- Instrução A -
Repita sem alterações tudo o que vai de "José Oreiro" até "nas últimas décadas." no artigo sobre a crise econômica.
- Instrução B -
Prossiga a redação do artigo sobre a crise econômica a partir do ponto em que ele termina.

- Texto extraído -
===============

Valor Econômico, v. 20, n. 4971, 31/03/2020. Opinião, p. A14

O liquidacionismo de Guedes aprofunda a crise

José Oreiro
Luiz F. de Paula


Antes mesmo da crise mundial recente, a divulgação do crescimento do PIB real de 2019 decepcionou: um crescimento de 1,1% ao ano, contra a previsão do Focus de 2,5% no início de 2019. Este resultado evidenciou que estamos desde 2017 com uma economia estagnada (crescimento da renda per capita entre 0,3% a 0,4% ao ano), um fenômeno sem precedentes nas últimas décadas.

No Brasil o contágio da crise ganha contornos dramáticos ao se levar em conta a lenta recuperação econômica em curso e o fato de que esta, combinada com a reforma trabalhista de 2017, resultou em uma acentuada precarização do trabalho, com aumento de trabalhadores sem carteira de trabalho (mais de 40% da mão de obra). Como o governo está respondendo a esse “tsumani”?

===============

- Material fornecido -
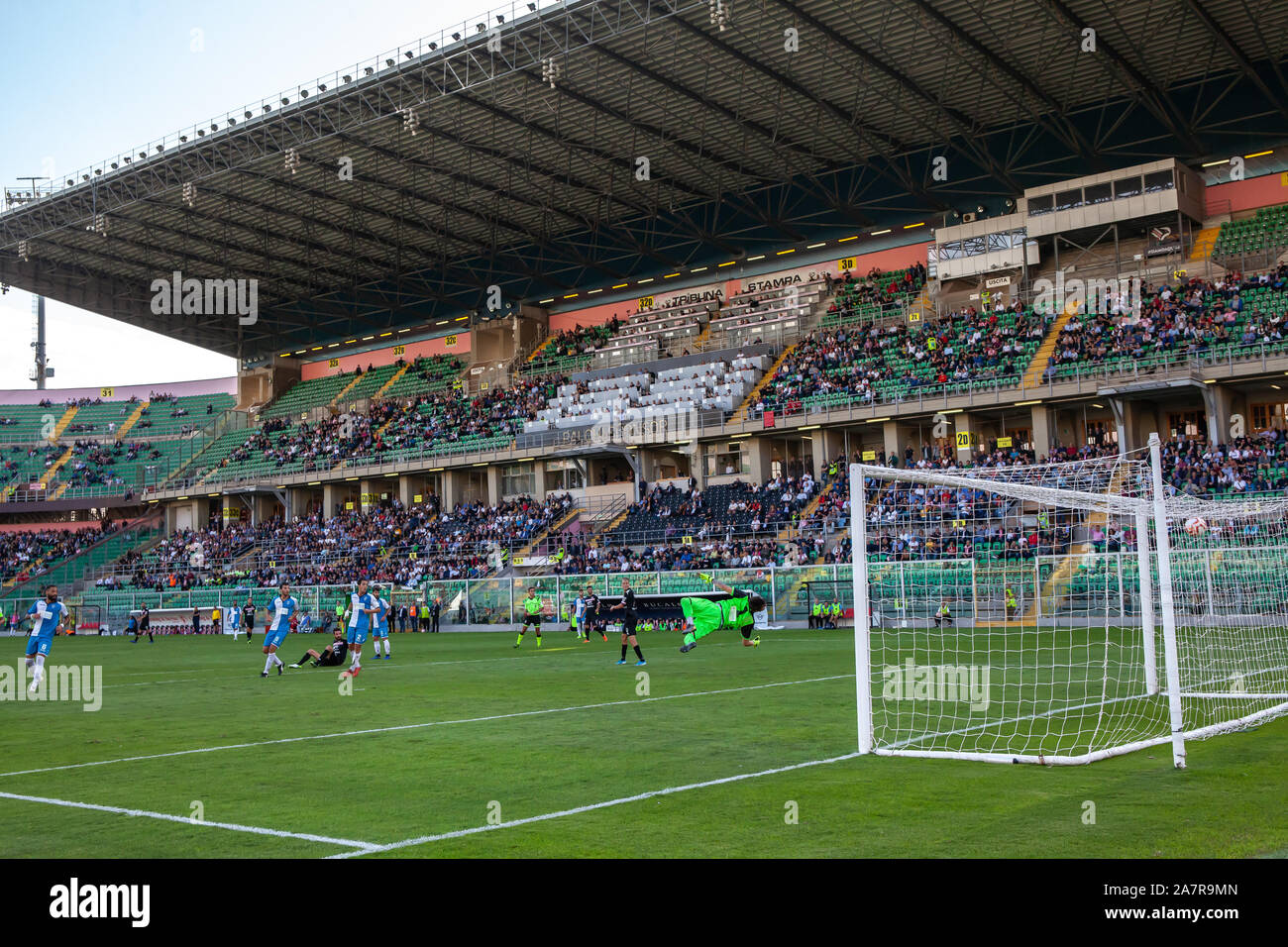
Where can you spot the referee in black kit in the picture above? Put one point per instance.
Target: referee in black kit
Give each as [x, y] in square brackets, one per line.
[629, 622]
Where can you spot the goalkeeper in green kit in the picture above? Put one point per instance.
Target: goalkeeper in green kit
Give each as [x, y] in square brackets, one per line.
[742, 611]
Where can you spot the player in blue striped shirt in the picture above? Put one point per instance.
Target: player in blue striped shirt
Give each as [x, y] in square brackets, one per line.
[362, 605]
[279, 612]
[50, 617]
[381, 621]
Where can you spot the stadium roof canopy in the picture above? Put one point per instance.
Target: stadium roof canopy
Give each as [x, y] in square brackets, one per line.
[471, 169]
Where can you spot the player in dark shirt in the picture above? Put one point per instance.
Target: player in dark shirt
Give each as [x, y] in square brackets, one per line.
[629, 620]
[593, 618]
[331, 655]
[249, 618]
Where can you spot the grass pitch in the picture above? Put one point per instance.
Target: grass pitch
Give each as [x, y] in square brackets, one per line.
[463, 746]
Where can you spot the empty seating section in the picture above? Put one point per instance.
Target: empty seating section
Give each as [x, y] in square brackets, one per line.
[27, 423]
[706, 386]
[175, 416]
[425, 375]
[872, 296]
[883, 363]
[1196, 318]
[116, 446]
[656, 334]
[1263, 232]
[767, 313]
[370, 382]
[721, 512]
[24, 464]
[571, 350]
[309, 394]
[27, 557]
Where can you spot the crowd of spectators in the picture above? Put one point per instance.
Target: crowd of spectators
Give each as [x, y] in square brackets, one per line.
[967, 346]
[1185, 318]
[390, 544]
[30, 553]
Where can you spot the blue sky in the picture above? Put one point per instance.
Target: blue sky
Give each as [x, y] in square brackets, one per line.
[90, 80]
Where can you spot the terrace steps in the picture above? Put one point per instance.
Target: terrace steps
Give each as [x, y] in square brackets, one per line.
[344, 390]
[764, 380]
[133, 419]
[63, 421]
[554, 528]
[53, 468]
[1203, 243]
[1037, 365]
[389, 384]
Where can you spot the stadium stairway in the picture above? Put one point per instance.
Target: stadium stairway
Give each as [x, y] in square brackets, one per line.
[53, 468]
[539, 350]
[130, 421]
[815, 317]
[1037, 367]
[612, 525]
[548, 534]
[793, 530]
[764, 380]
[63, 421]
[1057, 585]
[344, 390]
[1203, 243]
[389, 384]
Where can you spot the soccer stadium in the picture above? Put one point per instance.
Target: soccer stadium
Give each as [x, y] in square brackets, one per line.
[671, 428]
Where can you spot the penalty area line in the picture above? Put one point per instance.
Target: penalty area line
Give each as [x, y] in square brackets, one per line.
[423, 725]
[578, 810]
[184, 819]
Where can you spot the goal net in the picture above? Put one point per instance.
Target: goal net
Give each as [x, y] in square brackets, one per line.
[1061, 612]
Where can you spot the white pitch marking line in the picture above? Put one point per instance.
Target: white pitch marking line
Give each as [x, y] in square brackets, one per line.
[421, 725]
[232, 826]
[597, 656]
[623, 800]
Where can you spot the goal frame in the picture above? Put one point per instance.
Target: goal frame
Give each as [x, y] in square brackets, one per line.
[1144, 512]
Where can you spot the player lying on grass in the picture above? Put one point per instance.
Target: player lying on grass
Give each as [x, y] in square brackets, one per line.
[330, 656]
[742, 611]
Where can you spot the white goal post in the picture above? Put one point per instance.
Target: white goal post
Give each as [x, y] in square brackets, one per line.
[1061, 613]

===============

- Resultado do exercício A -
José Oreiro
Luiz F. de Paula


Antes mesmo da crise mundial recente, a divulgação do crescimento do PIB real de 2019 decepcionou: um crescimento de 1,1% ao ano, contra a previsão do Focus de 2,5% no início de 2019. Este resultado evidenciou que estamos desde 2017 com uma economia estagnada (crescimento da renda per capita entre 0,3% a 0,4% ao ano), um fenômeno sem precedentes nas últimas décadas.

- Resultado do exercício B -
Segundo declarações iniciais do presidente e seu ministro da Economia estaríamos perante uma “marolinha”. Em 9/3/2020, o ministro da Economia afirmou que “temos de manter absoluta serenidade e a melhor resposta à crise são as reformas. Vamos mandar a reforma administrativa, o pacto federativo já está lá, vamos mandar a reforma tributária. (...) Se fizermos as coisas certas, o Brasil reacelera. Se fizermos as coisas erradas, o Brasil piora”.

Além da necessidade e de avançar na agenda de reformas, o Ministério da Economia anunciou em 16/3/2020 uma injeção de recursos na economia de R$ 147 bilhões para garantir capital de giro para as empresas; postergação por 3 meses das contribuições do FGTS, além de transferir os valores não sacados do PIS/Pasep para o FGTS; antecipação do abono salarial e da segunda parcela do 13º salário dos aposentados pelo INSS; ampliação dos beneficiários do Bolsa Família; e um auxílio emergencial mensal no valor de R$ 200 para trabalhadores informais ou desempregados.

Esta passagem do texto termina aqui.